_Extrait à lire_
La conférence à laquelle j’ai eu le plaisir d’intervenir traitait en effet de la place du numérique dans la mobilité et plus précisément de la manière dont le numérique est en train de bouleverser notre façon de nous déplacer, qu’il s’agisse de billettique ou d’information aux voyageurs, de nouvelles mobilités ou de mobilités partagées (covoiturage, vélo en libre- service).
J’ai eu l’occasion d’évoquer le froissement d’innovations et de concepts émergents qui sont expérimentés ici ou là et j’ai pu constater lors de cet évènement que votre territoire participe activement à cette transformation de la mobilité avec de nombreux projets en cours et un village des innovations dans lequel on pouvait côtoyer des tests de vélos à hydrogène, ou encore des gyropodes, ces engins de déplacement personnalisés.
Le projet de Trambus par exemple, est une traduction concrète des grandes transitions sociétales en cours. Il répond à la fois aux enjeux de la transition écologique (véhicule 100% électrique) mais aussi aux enjeux de la transition numérique qui fait entrer notre société dans le monde des données : information en temps réel, billettique prenant en compte à terme les nouvelles technologies de paiement et de validation (Carte bancaire sans contact, Open payment, QR codes).

Enregistrements issus d'un jeu de données:
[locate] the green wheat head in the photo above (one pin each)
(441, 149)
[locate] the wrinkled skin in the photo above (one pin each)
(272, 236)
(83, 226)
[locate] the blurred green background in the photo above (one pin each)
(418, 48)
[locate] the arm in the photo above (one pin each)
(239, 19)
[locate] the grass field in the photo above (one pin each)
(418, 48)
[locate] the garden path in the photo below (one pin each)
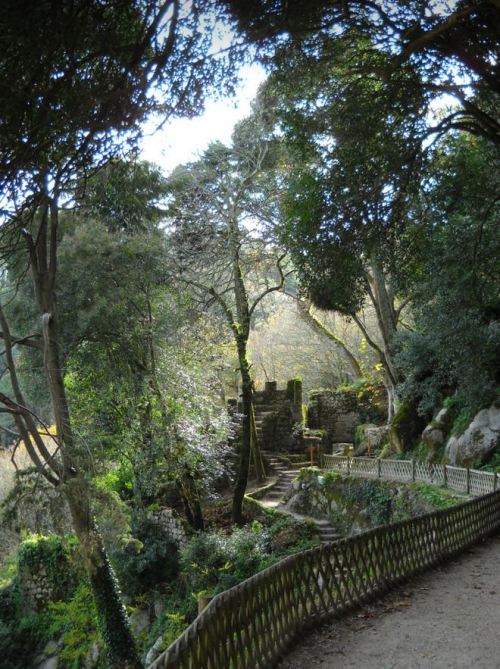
(445, 619)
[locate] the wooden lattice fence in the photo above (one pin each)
(462, 479)
(251, 625)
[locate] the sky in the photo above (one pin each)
(183, 140)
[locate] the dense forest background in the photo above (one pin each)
(347, 236)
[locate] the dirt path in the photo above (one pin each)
(448, 618)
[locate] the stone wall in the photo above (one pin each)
(336, 412)
(278, 416)
(170, 525)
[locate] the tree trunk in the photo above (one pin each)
(386, 319)
(112, 617)
(246, 434)
(111, 614)
(260, 471)
(304, 308)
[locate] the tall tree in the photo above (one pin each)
(76, 80)
(215, 217)
(353, 161)
(453, 45)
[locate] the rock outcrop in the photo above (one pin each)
(478, 442)
(370, 438)
(434, 435)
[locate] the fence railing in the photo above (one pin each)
(462, 479)
(251, 625)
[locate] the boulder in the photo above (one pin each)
(370, 438)
(478, 442)
(406, 427)
(434, 435)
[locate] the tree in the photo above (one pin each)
(76, 80)
(455, 348)
(215, 221)
(454, 46)
(353, 163)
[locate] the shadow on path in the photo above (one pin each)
(448, 618)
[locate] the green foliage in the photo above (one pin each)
(57, 556)
(119, 479)
(455, 347)
(76, 622)
(22, 635)
(438, 498)
(146, 558)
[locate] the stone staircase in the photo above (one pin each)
(274, 499)
(285, 478)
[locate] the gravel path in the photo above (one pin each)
(448, 618)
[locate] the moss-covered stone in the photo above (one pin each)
(406, 427)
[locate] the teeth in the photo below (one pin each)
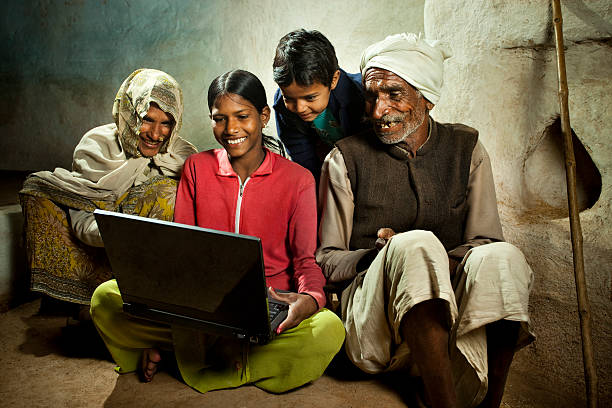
(236, 141)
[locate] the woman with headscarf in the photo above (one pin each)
(131, 166)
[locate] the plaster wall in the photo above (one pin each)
(502, 80)
(63, 61)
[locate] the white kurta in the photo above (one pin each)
(492, 283)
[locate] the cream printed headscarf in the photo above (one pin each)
(106, 162)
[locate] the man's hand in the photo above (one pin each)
(300, 307)
(384, 234)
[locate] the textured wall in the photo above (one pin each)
(64, 60)
(502, 80)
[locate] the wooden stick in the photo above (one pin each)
(584, 311)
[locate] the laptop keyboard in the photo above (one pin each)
(276, 308)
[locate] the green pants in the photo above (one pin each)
(295, 357)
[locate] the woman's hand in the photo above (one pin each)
(300, 307)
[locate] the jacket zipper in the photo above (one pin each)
(239, 203)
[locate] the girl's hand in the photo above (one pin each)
(301, 307)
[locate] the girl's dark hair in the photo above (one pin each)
(241, 83)
(305, 57)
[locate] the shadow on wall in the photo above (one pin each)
(544, 180)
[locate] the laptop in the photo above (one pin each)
(191, 276)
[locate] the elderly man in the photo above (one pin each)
(409, 225)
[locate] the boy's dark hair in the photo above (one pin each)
(241, 83)
(306, 57)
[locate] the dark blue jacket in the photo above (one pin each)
(301, 140)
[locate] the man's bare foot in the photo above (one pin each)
(149, 364)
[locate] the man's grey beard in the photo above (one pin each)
(412, 127)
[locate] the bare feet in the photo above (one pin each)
(149, 364)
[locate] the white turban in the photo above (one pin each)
(418, 61)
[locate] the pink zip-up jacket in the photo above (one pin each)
(277, 204)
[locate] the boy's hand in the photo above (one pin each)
(300, 307)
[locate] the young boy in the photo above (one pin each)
(317, 103)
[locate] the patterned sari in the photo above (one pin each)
(61, 265)
(108, 172)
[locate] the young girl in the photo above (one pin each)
(233, 189)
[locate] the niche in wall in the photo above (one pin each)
(544, 175)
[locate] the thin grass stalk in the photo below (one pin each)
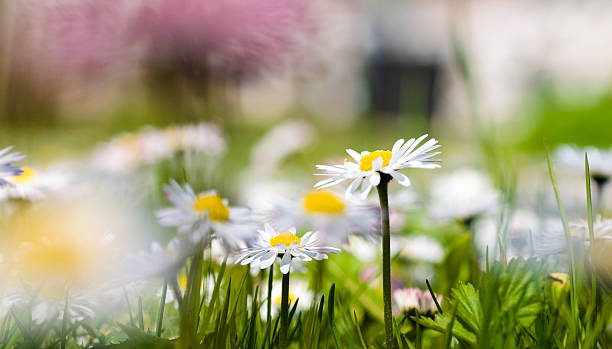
(284, 312)
(127, 302)
(162, 304)
(566, 230)
(591, 232)
(140, 314)
(269, 306)
(383, 197)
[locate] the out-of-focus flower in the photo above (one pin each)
(158, 261)
(462, 195)
(267, 155)
(329, 214)
(298, 292)
(520, 235)
(237, 36)
(58, 43)
(7, 166)
(600, 161)
(132, 150)
(51, 306)
(287, 245)
(206, 215)
(367, 167)
(418, 248)
(56, 253)
(553, 242)
(414, 299)
(33, 184)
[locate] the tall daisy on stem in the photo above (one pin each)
(377, 169)
(289, 247)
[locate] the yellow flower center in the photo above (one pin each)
(285, 238)
(217, 210)
(561, 280)
(320, 201)
(26, 176)
(365, 164)
(182, 281)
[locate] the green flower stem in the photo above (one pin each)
(269, 313)
(386, 266)
(284, 312)
(160, 314)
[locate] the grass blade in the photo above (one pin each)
(162, 304)
(574, 304)
(140, 314)
(591, 232)
(433, 295)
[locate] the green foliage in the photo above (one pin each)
(505, 304)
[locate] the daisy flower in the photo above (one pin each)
(32, 184)
(334, 217)
(130, 151)
(206, 215)
(7, 168)
(366, 168)
(49, 305)
(286, 245)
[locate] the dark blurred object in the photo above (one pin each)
(409, 53)
(402, 87)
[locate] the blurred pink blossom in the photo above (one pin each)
(237, 35)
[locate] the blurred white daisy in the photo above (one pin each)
(7, 166)
(414, 299)
(462, 195)
(419, 248)
(33, 184)
(334, 217)
(286, 245)
(47, 305)
(367, 167)
(206, 288)
(206, 215)
(130, 151)
(572, 158)
(158, 261)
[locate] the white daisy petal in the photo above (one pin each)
(285, 264)
(400, 178)
(355, 155)
(374, 179)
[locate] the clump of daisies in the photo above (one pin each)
(7, 164)
(332, 215)
(410, 300)
(205, 216)
(287, 245)
(290, 248)
(130, 151)
(60, 256)
(376, 169)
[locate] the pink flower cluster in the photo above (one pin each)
(89, 38)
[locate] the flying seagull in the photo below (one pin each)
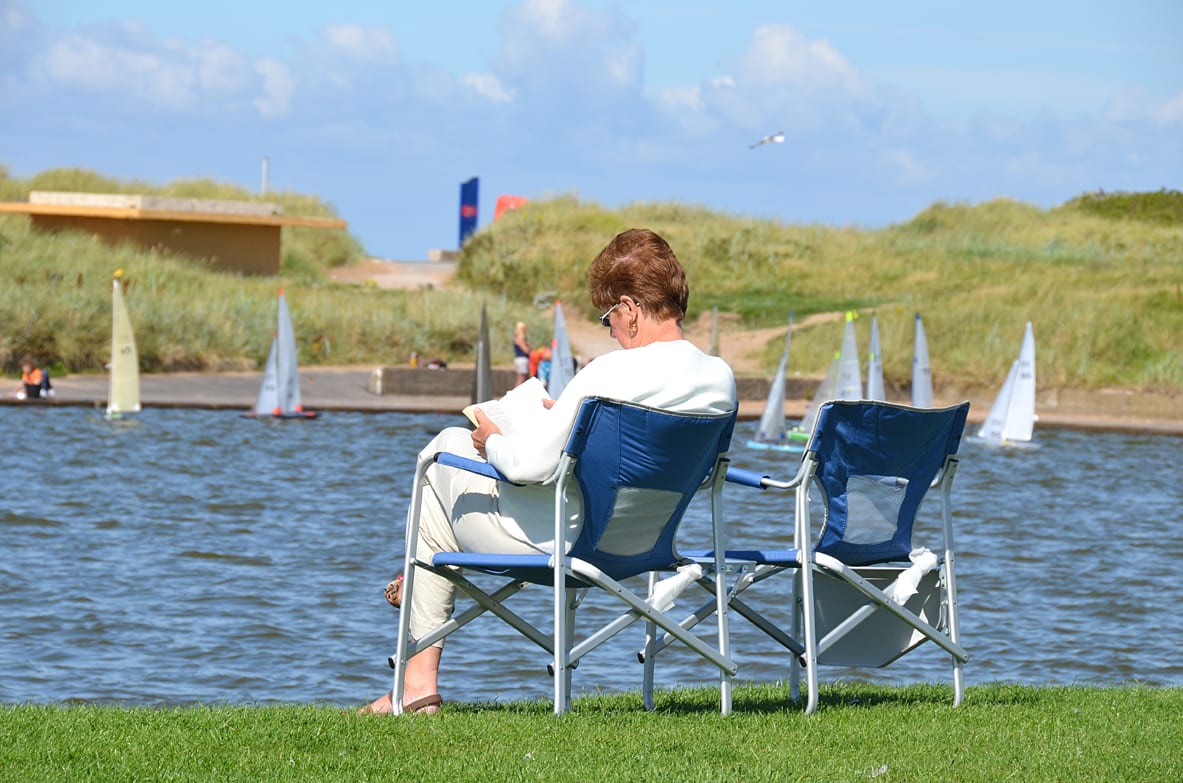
(775, 138)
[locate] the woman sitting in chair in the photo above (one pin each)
(639, 284)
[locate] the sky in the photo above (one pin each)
(382, 108)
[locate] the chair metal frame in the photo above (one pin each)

_Travail à faire_
Répondez à ces questions à partir de l'extrait sur la mobilité et le numérique.
1. De quoi traitait la conférence évoquée au début ?
2. Que pouvait-on côtoyer dans le village des innovations ?
3. Quelles technologies de paiement et de validation la billettique du projet de Trambus doit-elle prendre en compte à terme ?

_Réponse_
1. Elle traitait de la place du numérique dans la mobilité, plus précisément de la manière dont le numérique bouleverse notre façon de nous déplacer.
2. On pouvait y côtoyer des tests de vélos à hydrogène et des gyropodes.
3. La carte bancaire sans contact, l'Open payment et les QR codes.